> [Exercise set]
[a] List every section heading in the attribution modeling text.
[b] In the attribution modeling text, which company is the example of a nonlinear customer journey with a very long sales cycle?
[c] Rewrite the stretch of the attribution modeling text from "The biggest misconception" through "of the correlation.", substituting "segment" for "audience".

> [Document section]
************

The biggest misconception in attribution modeling is assuming someone converted because they were in your existing ad audience. Just because someone from your Facebook audience converted doesn’t actually mean they ever saw an ad or interacted with it. The problem is ad platforms still count this as a conversion as long as a user is in the audience you’re targeting, so you can never be entirely sure of the correlation.

Marketing Funnels are Complicated

Depending on your business model and industry, the length of your marketing funnel varies substantially. For example, an e-commerce B2C website like Amazon might have a very short conversion funnel, where a user purchases immediately after seeing an ad. Conversely, a company like realtor.com has a nonlinear customer journey and a super lengthy sales cycle because it can take months for someone to purchase a home. It’s very difficult to understand the interplay between touchpoints because there are so many involved parties in the real estate industry (e.g., buyers, sellers, brokers, lenders, listing sites, etc.) that can all play an impact.

Pre-Built Models Have Limitations

Ad platforms like Google Analytics, Facebook, Instagram, Tiktok, etc., all have their own default attribution models you can use (e.g., first-touch, last-touch, time-decay, etc.) These models are designed to credit themselves, and they’re not designed to support cross-channel analysis, which means you have no idea if someone interacted with your Facebook Ad before interacting with your Snapchat ad and purchasing.

While attribution-specific platforms offer more flexibility compared to ad platforms, even these present their own limitations because they rely on predefined rules and rigid models to assign credit to specific touchpoints. Additionally, these platforms create a disconnect between your marketing tools because they don’t easily integrate into your current technology stack, and getting data into these platforms presents its own unique set of challenges.

You Can’t Leverage First-Party Data

Off-the-shelf attribution tools present additional challenges when it comes to modeling because they don’t allow you to leverage your existing first-party insights. Most attribution modeling is limited specifically to marketing channels, but in reality, customers have many more touchpoints with your brands that can help you optimize your channel performance, whether it’s sales interactions, support tickets, or even additional peripheral data about a specific user. With traditional attribution, you’re limited solely to your campaign data, and it’s very difficult to account for any additional first-party data (e.g., industry, recent purchases, LTV, etc.)

Why You Should Use SQL Attribution Modeling

While off-the-shelf tools can certainly be an appealing option to tackle your attribution use cases, these platforms are very inflexible, expensive, and surprisingly complicated to use. They act as black boxes, giving you little to no control over how your data is actually modeled. Marketing attribution platforms simply aren’t built to handle multi-touch attribution models. On the other hand, SQL presents several benefits from a modeling standpoint:

  1. More flexibility: Traditional attribution platforms offer limited cookie-cutter models. They’re not built to handle custom-multi touch attribution. SQL offers greater flexibility because you can transform your data in the way that best suits your business.

************

> [Information shown]
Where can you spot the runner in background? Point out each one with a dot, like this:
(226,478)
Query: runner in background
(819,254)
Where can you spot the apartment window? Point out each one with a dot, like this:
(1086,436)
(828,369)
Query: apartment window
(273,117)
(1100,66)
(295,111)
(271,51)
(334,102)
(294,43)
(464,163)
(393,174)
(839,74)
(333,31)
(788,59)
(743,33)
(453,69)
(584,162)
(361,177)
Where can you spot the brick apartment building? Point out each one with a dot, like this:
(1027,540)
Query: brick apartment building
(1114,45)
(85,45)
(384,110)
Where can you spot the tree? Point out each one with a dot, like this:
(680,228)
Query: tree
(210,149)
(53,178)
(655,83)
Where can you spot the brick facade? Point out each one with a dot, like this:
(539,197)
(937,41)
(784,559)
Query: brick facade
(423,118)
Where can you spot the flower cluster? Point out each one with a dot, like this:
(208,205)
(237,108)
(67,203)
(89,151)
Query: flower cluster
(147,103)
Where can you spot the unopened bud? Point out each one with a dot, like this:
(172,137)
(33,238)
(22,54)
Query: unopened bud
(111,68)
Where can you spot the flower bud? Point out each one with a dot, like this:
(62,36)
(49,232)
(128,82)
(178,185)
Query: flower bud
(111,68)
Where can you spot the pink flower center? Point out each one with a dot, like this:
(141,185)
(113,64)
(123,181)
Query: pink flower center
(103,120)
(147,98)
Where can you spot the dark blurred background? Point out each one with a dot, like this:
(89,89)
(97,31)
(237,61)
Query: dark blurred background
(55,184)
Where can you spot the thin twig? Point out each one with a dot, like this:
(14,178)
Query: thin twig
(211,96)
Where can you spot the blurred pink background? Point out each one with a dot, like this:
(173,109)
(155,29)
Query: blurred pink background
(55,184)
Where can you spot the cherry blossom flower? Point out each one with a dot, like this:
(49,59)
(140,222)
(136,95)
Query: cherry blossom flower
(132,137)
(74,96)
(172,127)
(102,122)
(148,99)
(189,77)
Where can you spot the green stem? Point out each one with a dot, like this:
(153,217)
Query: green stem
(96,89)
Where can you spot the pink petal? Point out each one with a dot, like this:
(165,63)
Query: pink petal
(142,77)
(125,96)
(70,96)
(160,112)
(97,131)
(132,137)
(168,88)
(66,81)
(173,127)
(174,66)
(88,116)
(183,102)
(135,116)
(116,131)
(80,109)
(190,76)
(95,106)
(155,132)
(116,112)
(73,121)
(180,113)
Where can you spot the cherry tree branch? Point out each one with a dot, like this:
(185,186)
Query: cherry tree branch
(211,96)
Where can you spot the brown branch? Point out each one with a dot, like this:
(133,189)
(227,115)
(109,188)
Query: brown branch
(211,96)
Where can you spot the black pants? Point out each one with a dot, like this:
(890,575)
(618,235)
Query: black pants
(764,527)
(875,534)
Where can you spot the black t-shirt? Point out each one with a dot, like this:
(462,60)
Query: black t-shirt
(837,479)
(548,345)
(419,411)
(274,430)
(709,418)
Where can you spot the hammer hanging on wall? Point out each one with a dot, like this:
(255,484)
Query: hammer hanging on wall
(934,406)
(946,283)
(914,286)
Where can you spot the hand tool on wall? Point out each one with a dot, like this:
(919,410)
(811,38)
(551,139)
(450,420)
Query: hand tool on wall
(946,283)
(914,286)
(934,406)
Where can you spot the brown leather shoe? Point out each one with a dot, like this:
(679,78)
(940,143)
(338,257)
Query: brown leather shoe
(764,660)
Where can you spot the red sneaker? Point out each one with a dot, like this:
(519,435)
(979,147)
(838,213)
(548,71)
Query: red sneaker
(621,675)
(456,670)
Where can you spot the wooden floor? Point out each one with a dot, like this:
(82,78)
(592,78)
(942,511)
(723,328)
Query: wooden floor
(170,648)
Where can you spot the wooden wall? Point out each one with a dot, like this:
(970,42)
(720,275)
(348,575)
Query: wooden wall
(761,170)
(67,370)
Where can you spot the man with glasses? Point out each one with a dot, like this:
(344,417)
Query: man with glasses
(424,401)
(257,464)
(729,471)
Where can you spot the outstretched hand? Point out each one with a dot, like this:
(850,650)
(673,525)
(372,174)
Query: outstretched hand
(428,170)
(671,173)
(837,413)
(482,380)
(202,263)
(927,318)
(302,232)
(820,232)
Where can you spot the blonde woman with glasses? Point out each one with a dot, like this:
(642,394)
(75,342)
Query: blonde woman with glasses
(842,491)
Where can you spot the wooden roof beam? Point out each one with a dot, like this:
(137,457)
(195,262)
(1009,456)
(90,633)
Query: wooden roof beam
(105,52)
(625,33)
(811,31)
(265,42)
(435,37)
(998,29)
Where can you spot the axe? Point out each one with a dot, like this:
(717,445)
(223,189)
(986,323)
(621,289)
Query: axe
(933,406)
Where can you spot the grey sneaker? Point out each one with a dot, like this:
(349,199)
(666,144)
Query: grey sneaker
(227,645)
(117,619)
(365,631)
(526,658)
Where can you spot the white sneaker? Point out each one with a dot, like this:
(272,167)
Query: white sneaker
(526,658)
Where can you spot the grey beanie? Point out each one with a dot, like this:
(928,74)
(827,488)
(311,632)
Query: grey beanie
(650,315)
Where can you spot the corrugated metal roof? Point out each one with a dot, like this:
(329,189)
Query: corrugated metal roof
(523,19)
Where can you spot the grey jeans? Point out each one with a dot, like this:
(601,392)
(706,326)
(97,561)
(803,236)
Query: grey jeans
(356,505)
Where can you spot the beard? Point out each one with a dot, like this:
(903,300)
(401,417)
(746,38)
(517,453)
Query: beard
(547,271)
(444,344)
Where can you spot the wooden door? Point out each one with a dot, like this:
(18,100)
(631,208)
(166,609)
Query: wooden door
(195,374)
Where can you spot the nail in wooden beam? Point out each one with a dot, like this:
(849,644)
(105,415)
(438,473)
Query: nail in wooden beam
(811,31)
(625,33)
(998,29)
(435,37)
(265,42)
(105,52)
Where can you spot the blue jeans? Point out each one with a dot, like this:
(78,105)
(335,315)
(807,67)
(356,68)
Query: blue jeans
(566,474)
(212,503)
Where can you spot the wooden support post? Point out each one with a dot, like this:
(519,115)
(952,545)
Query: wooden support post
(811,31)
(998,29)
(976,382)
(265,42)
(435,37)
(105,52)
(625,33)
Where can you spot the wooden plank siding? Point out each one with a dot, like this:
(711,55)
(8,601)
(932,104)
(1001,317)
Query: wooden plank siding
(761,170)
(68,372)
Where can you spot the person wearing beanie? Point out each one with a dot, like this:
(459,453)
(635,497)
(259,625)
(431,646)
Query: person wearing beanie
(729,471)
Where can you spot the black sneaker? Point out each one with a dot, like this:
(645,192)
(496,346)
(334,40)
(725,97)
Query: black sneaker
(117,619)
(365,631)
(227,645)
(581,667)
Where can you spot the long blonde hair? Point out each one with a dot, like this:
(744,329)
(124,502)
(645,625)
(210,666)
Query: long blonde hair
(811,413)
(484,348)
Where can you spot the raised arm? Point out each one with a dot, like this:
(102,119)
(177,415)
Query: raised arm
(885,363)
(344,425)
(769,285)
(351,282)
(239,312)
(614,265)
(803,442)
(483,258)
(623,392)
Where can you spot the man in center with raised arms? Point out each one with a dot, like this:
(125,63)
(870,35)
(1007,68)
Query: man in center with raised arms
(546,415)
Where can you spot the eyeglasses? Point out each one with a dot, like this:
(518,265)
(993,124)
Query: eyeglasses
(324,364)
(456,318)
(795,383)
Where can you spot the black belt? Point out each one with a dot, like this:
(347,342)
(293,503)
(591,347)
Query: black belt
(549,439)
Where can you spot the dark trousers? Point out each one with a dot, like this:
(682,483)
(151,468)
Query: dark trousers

************

> [In response]
[a]
- Marketing Funnels are Complicated
- Pre-Built Models Have Limitations
- You Can’t Leverage First-Party Data
- Why You Should Use SQL Attribution Modeling

[b] realtor.com

[c]
The biggest misconception in attribution modeling is assuming someone converted because they were in your existing ad segment. Just because someone from your Facebook segment converted doesn’t actually mean they ever saw an ad or interacted with it. The problem is ad platforms still count this as a conversion as long as a user is in the segment you’re targeting, so you can never be entirely sure of the correlation.